# Written problem:
Set out the stretch of the records from the start through the line containing "Give the mask of every instance of the **palm" as a numbered list, skipping any blank lines.
>>>>>
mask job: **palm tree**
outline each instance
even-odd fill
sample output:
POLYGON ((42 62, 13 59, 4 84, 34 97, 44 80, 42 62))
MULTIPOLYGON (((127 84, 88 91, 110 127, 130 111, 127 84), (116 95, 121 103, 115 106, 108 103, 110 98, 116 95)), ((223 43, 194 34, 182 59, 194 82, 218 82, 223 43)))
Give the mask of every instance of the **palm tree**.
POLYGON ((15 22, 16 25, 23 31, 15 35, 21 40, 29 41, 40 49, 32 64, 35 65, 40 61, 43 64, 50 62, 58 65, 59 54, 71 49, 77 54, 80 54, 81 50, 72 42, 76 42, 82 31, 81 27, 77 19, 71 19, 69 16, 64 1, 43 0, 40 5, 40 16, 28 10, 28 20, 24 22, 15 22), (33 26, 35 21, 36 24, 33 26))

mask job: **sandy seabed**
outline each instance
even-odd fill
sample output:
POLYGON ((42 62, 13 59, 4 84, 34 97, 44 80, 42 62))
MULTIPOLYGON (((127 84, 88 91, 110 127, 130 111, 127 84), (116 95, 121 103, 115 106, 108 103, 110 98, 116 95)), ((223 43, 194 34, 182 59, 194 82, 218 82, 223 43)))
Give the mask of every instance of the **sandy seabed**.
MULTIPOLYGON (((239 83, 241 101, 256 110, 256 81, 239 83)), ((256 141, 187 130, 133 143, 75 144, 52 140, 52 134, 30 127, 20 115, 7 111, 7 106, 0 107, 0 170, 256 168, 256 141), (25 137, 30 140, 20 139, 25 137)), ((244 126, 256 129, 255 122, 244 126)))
<<<<<
# Solution to this task:
1. mask job: **palm tree**
2. outline each instance
3. even-odd fill
4. sample output:
5. POLYGON ((42 62, 13 59, 4 84, 34 97, 44 80, 42 62))
6. MULTIPOLYGON (((127 84, 88 91, 110 127, 130 111, 127 84), (116 95, 121 103, 115 106, 108 103, 110 98, 116 95)), ((223 43, 194 34, 182 59, 194 82, 218 82, 223 43)))
7. Give the mask of every instance of the **palm tree**.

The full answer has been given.